:: Material provided ::
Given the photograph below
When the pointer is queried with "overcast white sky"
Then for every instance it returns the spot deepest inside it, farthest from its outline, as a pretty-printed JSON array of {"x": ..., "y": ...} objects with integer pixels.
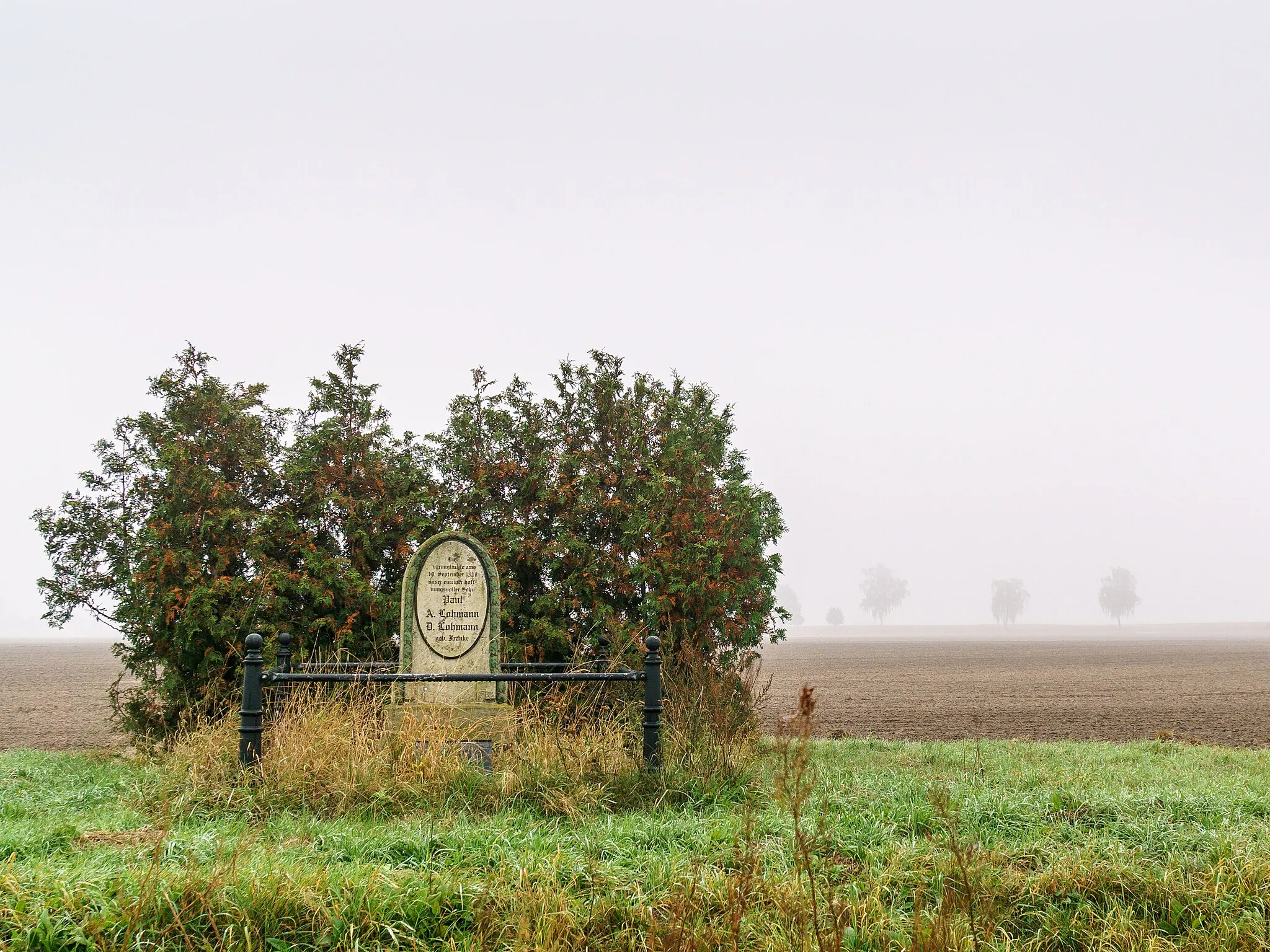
[{"x": 987, "y": 283}]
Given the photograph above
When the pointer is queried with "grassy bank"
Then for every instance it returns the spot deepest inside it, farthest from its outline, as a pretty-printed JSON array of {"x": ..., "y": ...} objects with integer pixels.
[{"x": 905, "y": 845}]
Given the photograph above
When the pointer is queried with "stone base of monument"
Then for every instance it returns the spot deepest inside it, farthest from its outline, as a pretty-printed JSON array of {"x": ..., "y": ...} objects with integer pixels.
[{"x": 477, "y": 728}]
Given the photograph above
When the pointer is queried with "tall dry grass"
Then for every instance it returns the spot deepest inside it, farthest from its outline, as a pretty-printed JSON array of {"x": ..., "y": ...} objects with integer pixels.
[{"x": 337, "y": 754}]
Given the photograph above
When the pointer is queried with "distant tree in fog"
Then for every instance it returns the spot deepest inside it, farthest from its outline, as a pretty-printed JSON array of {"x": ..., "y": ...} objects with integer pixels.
[
  {"x": 1119, "y": 594},
  {"x": 786, "y": 599},
  {"x": 884, "y": 592},
  {"x": 1009, "y": 598}
]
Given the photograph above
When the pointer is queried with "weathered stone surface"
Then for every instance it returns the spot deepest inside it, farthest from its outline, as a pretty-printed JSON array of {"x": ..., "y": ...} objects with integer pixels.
[{"x": 450, "y": 612}]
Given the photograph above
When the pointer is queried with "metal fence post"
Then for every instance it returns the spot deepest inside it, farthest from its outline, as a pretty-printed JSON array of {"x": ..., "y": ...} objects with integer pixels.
[
  {"x": 282, "y": 692},
  {"x": 653, "y": 702},
  {"x": 249, "y": 725}
]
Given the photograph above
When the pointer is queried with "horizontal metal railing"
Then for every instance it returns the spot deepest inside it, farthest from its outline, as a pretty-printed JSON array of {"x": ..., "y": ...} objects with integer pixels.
[{"x": 255, "y": 678}]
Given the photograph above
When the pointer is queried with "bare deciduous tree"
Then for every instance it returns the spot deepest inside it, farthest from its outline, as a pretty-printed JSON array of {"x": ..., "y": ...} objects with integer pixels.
[
  {"x": 883, "y": 592},
  {"x": 1009, "y": 598},
  {"x": 788, "y": 599},
  {"x": 1118, "y": 596}
]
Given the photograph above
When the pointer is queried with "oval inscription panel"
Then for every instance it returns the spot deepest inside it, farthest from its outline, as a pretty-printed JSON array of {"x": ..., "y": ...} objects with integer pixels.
[{"x": 451, "y": 601}]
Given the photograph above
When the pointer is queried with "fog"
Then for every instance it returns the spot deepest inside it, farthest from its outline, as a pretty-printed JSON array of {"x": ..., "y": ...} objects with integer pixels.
[{"x": 986, "y": 283}]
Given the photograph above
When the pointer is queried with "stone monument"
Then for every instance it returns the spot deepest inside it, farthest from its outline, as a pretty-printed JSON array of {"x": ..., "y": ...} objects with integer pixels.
[{"x": 450, "y": 612}]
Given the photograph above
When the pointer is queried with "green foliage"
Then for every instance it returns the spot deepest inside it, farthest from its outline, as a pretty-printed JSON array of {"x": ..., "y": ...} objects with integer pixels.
[
  {"x": 166, "y": 542},
  {"x": 614, "y": 506},
  {"x": 357, "y": 500}
]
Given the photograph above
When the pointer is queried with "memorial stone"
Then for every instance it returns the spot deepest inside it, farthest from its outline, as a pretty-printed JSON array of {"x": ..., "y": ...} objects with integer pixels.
[{"x": 450, "y": 624}]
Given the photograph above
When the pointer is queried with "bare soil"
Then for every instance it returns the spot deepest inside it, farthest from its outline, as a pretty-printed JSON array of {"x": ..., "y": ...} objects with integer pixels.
[
  {"x": 54, "y": 696},
  {"x": 1209, "y": 683}
]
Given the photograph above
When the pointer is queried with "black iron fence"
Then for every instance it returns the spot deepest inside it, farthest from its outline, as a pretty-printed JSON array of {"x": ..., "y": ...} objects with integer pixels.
[{"x": 255, "y": 678}]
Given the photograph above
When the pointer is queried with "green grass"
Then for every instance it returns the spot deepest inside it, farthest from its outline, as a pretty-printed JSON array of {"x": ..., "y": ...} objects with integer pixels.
[{"x": 1083, "y": 845}]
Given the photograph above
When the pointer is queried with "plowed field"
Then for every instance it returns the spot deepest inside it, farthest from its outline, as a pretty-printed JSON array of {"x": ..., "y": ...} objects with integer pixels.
[{"x": 1209, "y": 684}]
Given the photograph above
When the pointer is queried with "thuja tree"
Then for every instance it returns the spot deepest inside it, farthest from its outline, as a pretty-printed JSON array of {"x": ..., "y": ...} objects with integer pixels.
[
  {"x": 614, "y": 505},
  {"x": 356, "y": 501},
  {"x": 164, "y": 541},
  {"x": 203, "y": 522}
]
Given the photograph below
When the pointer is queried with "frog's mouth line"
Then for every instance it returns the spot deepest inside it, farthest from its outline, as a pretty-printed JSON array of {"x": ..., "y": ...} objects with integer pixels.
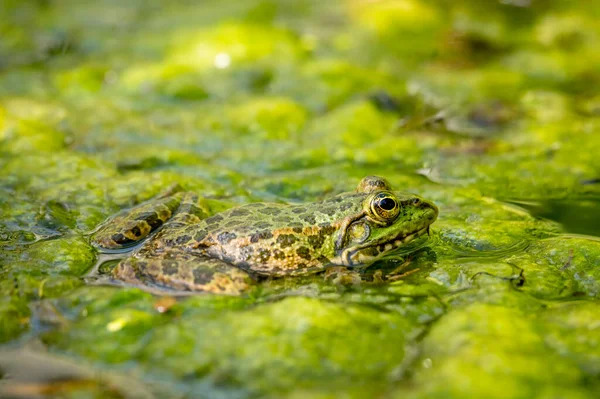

:: Your instructions ::
Every line above needs to be written out again as it stands. Pictures do not belong in the copy.

:: Answer to this problem ::
Given the photograph below
When the pointer is queried with "overcast white sky"
Then for every instance it returns the spot deepest inside it, farthest from its outline, as a pretty-printed JSON array of {"x": ..., "y": ...} objects with integer pixels.
[{"x": 987, "y": 283}]
Given the photograph above
When the pointer is queried with "grassy bank"
Then for every instance it returns the spot deepest inside it, farthest from its outline, as a pretty-printed JSON array of {"x": ..., "y": ...} objects with integer pixels.
[{"x": 905, "y": 845}]
Given the photograph above
When the pointer is queried with "stone base of monument"
Then for every instance it returns the spot deepest inside it, farthest from its outline, as a pretty-printed JSON array of {"x": ..., "y": ...} objects with integer pixels.
[{"x": 477, "y": 728}]
Given the photograph above
When the pointer is queried with "tall dry grass"
Then for every instance it returns the spot deepest inside it, farthest from its outline, as a pretty-printed JSON array of {"x": ..., "y": ...} objects with integer pixels.
[{"x": 337, "y": 754}]
Given the photograph above
When the pointer is queried with "distant tree in fog"
Then for every instance it returns the spot deepest inside it, farthest from its outline, as a pretty-printed JSON array of {"x": ..., "y": ...} objects with integer pixels.
[
  {"x": 1119, "y": 594},
  {"x": 786, "y": 599},
  {"x": 884, "y": 592},
  {"x": 1009, "y": 598}
]
Given the photograph above
When the pointer is queried with "weathered stone surface"
Then for every instance it returns the spot deepest inside it, farthest from its outline, as a pretty-printed JSON array of {"x": ..., "y": ...} objects with integer pixels.
[{"x": 450, "y": 612}]
Given the photograph above
When the pointer is queried with "metal fence post"
Then for every instance it returns the spot deepest inside it, farthest from its outline, as a pretty-printed JSON array of {"x": ..., "y": ...} objects with integer pixels.
[
  {"x": 282, "y": 692},
  {"x": 653, "y": 702},
  {"x": 249, "y": 725}
]
Given the photograph above
When the pointer is queried with "horizontal metal railing"
Then for every instance it returns the spot deepest inside it, farthest from its outline, as a pretty-printed JSON array of {"x": ..., "y": ...} objects with integer pixels.
[{"x": 255, "y": 678}]
Given the photograph above
When the pointer is queried with "bare deciduous tree"
Then for every instance it returns the spot deepest inside it, farthest from its outline, as a pretty-printed JSON array of {"x": ..., "y": ...} objects with integer pixels.
[
  {"x": 883, "y": 592},
  {"x": 1009, "y": 598},
  {"x": 788, "y": 599},
  {"x": 1118, "y": 596}
]
Given the photograph above
When the pointer is queried with "oval inscription panel"
Then for every instance it returns the spot deepest inside it, farthest from its outline, as a pretty-printed JSON array of {"x": ..., "y": ...} objects with integer pixels.
[{"x": 451, "y": 601}]
Given the photograph above
When the pointer is queried with "fog"
Then for every instance it returns the spot deepest inside it, farthest from its outline, as a pretty-printed JSON array of {"x": ..., "y": ...} objects with integer pixels.
[{"x": 986, "y": 283}]
Given the photograph above
When the pointer is queried with "stone monument"
Then for every instance it returns the spot deepest inside it, farthest from its outline, as a pretty-printed JSON array of {"x": ..., "y": ...} objects with integer pixels.
[{"x": 450, "y": 612}]
Given the photograph above
When the pointer is queried with "green foliage"
Then for every instance it returns the spot deepest inside it, farthest from its outline, as a pretty-printed JSON array of {"x": ..., "y": ...} objects with integer pixels.
[
  {"x": 166, "y": 542},
  {"x": 614, "y": 506},
  {"x": 357, "y": 500}
]
Given the photograph above
When the pointer is queried with "memorial stone"
Then for every instance it returns the spot deepest inside it, farthest from its outline, as a pretty-printed JSON array of {"x": ..., "y": ...} objects with integer pixels.
[{"x": 450, "y": 624}]
Given the photograph above
When the pointer is queried with "bare soil"
Then for every instance it returns the spot deepest inside it, farthest from its outline, as a pretty-printed JSON array of {"x": ..., "y": ...} objects with integer pixels.
[
  {"x": 54, "y": 696},
  {"x": 1209, "y": 683}
]
Given the photograph above
When the pointer is queried with "black iron fence"
Then for every instance it returns the spot deepest inside it, farthest from its outline, as a pretty-printed JSON array of {"x": ..., "y": ...} objects with integer pixels.
[{"x": 255, "y": 678}]
Given the photograph above
When the pointer is queried with "green grass"
Then for every instance it returns the spot deepest inside it, farthest from its outline, as a pretty-printed JSON array of {"x": ..., "y": ...} objects with integer pixels.
[{"x": 1083, "y": 845}]
Given the photograph above
When the pointer is queried with "plowed field"
Then for every instance it returns the spot deepest inside it, farthest from its outline, as a pretty-printed JSON array of {"x": ..., "y": ...} objects with integer pixels.
[{"x": 1209, "y": 684}]
Given the photograph above
When the pointer is queried with "thuja tree"
Then for every instance it returns the spot deepest inside it, farthest from its outline, as a pretty-printed JSON array of {"x": ..., "y": ...} objects with integer pixels.
[
  {"x": 614, "y": 505},
  {"x": 356, "y": 501},
  {"x": 164, "y": 541},
  {"x": 203, "y": 522}
]
Given the photograph below
When the pointer is queried with "frog's mouth line"
Then for every instance it returns the spot deepest inside it, farthest from its outline, as a pretty-printed JSON array of {"x": ..., "y": ...} objects with integer pixels.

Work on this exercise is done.